[Stored records]
------------------------------------------------
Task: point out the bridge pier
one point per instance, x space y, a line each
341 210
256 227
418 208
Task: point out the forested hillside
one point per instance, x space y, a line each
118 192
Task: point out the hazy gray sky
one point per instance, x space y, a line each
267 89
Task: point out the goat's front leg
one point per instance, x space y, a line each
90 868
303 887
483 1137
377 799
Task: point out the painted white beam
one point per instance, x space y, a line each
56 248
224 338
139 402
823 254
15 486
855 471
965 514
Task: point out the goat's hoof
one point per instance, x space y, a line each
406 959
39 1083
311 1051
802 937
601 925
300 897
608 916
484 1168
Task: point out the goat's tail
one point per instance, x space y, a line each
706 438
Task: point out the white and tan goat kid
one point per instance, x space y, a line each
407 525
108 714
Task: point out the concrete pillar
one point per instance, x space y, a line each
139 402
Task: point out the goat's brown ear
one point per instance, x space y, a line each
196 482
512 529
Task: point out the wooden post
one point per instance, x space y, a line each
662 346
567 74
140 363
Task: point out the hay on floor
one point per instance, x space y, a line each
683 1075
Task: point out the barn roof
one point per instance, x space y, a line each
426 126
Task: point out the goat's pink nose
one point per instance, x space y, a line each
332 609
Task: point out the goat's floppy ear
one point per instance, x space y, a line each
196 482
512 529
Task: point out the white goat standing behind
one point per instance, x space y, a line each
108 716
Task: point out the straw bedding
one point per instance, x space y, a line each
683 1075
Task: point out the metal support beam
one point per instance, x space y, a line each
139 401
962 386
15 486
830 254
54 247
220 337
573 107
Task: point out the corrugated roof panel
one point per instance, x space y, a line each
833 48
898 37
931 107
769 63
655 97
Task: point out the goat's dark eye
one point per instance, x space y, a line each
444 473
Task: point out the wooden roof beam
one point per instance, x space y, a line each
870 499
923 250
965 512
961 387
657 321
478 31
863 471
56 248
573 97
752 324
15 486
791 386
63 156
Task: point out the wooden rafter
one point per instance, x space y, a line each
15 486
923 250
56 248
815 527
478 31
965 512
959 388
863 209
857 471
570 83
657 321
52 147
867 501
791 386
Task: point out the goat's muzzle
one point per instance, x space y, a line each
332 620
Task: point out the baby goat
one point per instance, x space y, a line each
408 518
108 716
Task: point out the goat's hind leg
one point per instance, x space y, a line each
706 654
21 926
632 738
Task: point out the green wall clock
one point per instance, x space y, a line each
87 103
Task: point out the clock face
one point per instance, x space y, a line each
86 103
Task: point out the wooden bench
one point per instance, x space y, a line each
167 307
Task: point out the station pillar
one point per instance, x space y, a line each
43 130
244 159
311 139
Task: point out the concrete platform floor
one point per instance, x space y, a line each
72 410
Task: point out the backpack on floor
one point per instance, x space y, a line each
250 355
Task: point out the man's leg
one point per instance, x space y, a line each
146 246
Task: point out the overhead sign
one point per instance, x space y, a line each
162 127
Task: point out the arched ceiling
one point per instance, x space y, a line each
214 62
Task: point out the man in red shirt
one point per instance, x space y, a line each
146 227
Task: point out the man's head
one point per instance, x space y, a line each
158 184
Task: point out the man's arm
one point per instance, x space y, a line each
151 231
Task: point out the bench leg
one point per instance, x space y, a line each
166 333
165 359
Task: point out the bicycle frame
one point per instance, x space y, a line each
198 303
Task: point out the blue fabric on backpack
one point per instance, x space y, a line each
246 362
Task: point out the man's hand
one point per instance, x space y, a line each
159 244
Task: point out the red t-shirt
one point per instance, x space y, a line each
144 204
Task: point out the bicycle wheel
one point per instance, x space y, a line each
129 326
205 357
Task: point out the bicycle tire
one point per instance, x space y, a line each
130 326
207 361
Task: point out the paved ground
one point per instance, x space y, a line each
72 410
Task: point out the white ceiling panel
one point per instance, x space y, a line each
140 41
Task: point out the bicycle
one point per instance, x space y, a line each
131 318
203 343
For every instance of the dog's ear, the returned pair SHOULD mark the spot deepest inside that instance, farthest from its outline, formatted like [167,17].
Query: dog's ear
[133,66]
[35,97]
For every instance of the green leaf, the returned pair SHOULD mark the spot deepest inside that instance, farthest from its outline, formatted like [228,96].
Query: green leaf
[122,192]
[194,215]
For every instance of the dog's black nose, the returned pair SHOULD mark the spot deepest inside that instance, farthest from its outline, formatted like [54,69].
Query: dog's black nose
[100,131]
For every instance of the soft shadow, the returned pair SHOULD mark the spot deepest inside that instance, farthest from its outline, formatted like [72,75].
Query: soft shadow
------------------------------------------------
EXERCISE TASK :: Repeat each record in full; every line must match exactly.

THE COMPLETED TASK ::
Task: point out the bridge pier
one point per instance, x space y, a line each
341 210
256 227
418 208
Task: point out the forested hillside
one point per instance, x space y, a line each
118 192
Task: point out the hazy gray sky
one point per instance, x space y, a line each
267 89
Task: point out the goat's front leg
one point per instance, x space y, a line each
90 868
303 887
483 1137
377 799
Task: point out the painted white beam
one point per instance, x space y, a line each
56 248
224 338
139 402
823 254
15 486
855 471
965 514
Task: point out the goat's hoof
one point per instance, x space y, a line each
406 959
39 1083
311 1051
802 937
601 925
300 897
608 916
484 1168
Task: point out the goat's tail
one point per instance, x space y, a line each
706 438
Task: point out the white and tan goat kid
one point per instance, x space y, a line each
407 525
108 714
Task: point out the concrete pillar
one point per instance, x space y, a line each
139 402
Task: point out the goat's brown ear
one point per instance, x space y, a line each
196 482
512 529
Task: point out the wooden post
one point per instance, x space y, a line each
662 346
567 74
140 363
Task: point out the hay on floor
one point per instance, x space y, a line each
683 1075
Task: point out the barn roof
one point per instance, x space y, a line each
426 126
Task: point out the goat's pink nose
one point per instance, x space y, a line each
332 609
Task: point out the goat's floppy ear
one point per instance, x space y, a line each
196 482
512 529
Task: point out the white goat standing behind
one point per instance, x space y, a line each
108 716
Task: point out the straw bedding
one point per instance, x space y, a line each
683 1075
Task: point out the metal support beam
one point per instance, x space y, a line each
139 401
962 386
15 486
830 254
54 247
220 337
573 107
Task: point out the corrugated roof panel
one point per instance, x space y, a line each
833 48
898 37
931 107
769 63
655 97
Task: point out the goat's dark eye
one point per instance, x space y, a line each
444 473
Task: point out the wooden roof beam
one point per instance, x space y, a line each
870 499
923 250
965 512
961 387
657 321
478 31
863 471
56 248
573 97
752 324
15 486
791 386
63 156
Task: point out the wooden rafter
one point per instance, x space y, a line each
15 486
923 250
56 248
815 527
478 31
965 512
959 388
863 209
857 471
570 83
657 321
52 147
867 501
791 386
Task: point out the goat's muzzle
one point per instance, x space y, a line each
332 620
Task: point out the baby goat
one point per instance, x space y, a line each
408 518
108 716
Task: point out the goat's hind leg
one point per instance, x space y, a line each
706 654
21 926
632 738
Task: point out the green wall clock
one point per instance, x space y, a line each
87 103
Task: point out the clock face
one point per instance, x space y, a line each
86 103
Task: point out the wooden bench
one point per instance, x space y, a line each
167 307
Task: point out the station pillar
one point per instance, x space y, a line each
43 130
244 159
311 139
Task: point out the concrete platform floor
one point per instance, x space y, a line each
72 410
Task: point out the backpack on floor
one point per instance, x space y, a line each
250 355
Task: point out the man's leg
one point per instance, x space y, a line each
146 246
Task: point out the overhead sign
one point per instance, x space y, a line each
162 127
Task: point out the arched ceiling
one point per instance, x space y, a line each
214 62
Task: point out the man in red shirt
one point per instance, x space y, a line each
146 227
Task: point out the man's head
one point per instance, x space y, a line each
158 184
Task: point out the man's arm
one point per instance, x space y, a line each
151 231
Task: point out the bench leg
one point per instance, x space y, a line each
166 333
165 359
Task: point out the bicycle frame
one point per instance, x space y, a line each
198 303
Task: point out the blue fabric on backpack
one point per instance, x space y, a line each
246 362
Task: point out the man's hand
one point per instance, x space y, a line each
159 244
Task: point out the red t-shirt
one point per instance, x space y, a line each
144 204
Task: point out the bicycle wheel
one point per instance, x space y, a line each
129 326
205 357
Task: point out the bicycle tire
one point per instance, x space y, a line each
130 326
207 361
Task: point out the paved ground
one point per instance, x space y, a line each
72 410
Task: point out the white ceiling panel
one point per instance, x space y, a line each
140 41
Task: point out the bicycle
one point per instance, x space y, a line each
131 318
203 343
For every instance of the dog's ear, the returned pair SHOULD mark the spot deepest inside that instance, farthest from its outline, formatted like [167,17].
Query: dog's ear
[133,66]
[35,97]
For every instance of the green leaf, the returned pair SHOULD mark the spot deepest inside that instance, farthest from its outline, formatted like [228,96].
Query: green leaf
[122,192]
[194,215]
For every instance of the dog's black nose, the returned pair SHOULD mark the spot deepest inside that instance, farthest from its outline, formatted like [54,69].
Query: dog's black nose
[100,131]
For every instance of the soft shadow, the returned pair SHOULD mark the spot deepest inside that instance, farthest from its outline, formatted like [72,75].
Query: soft shadow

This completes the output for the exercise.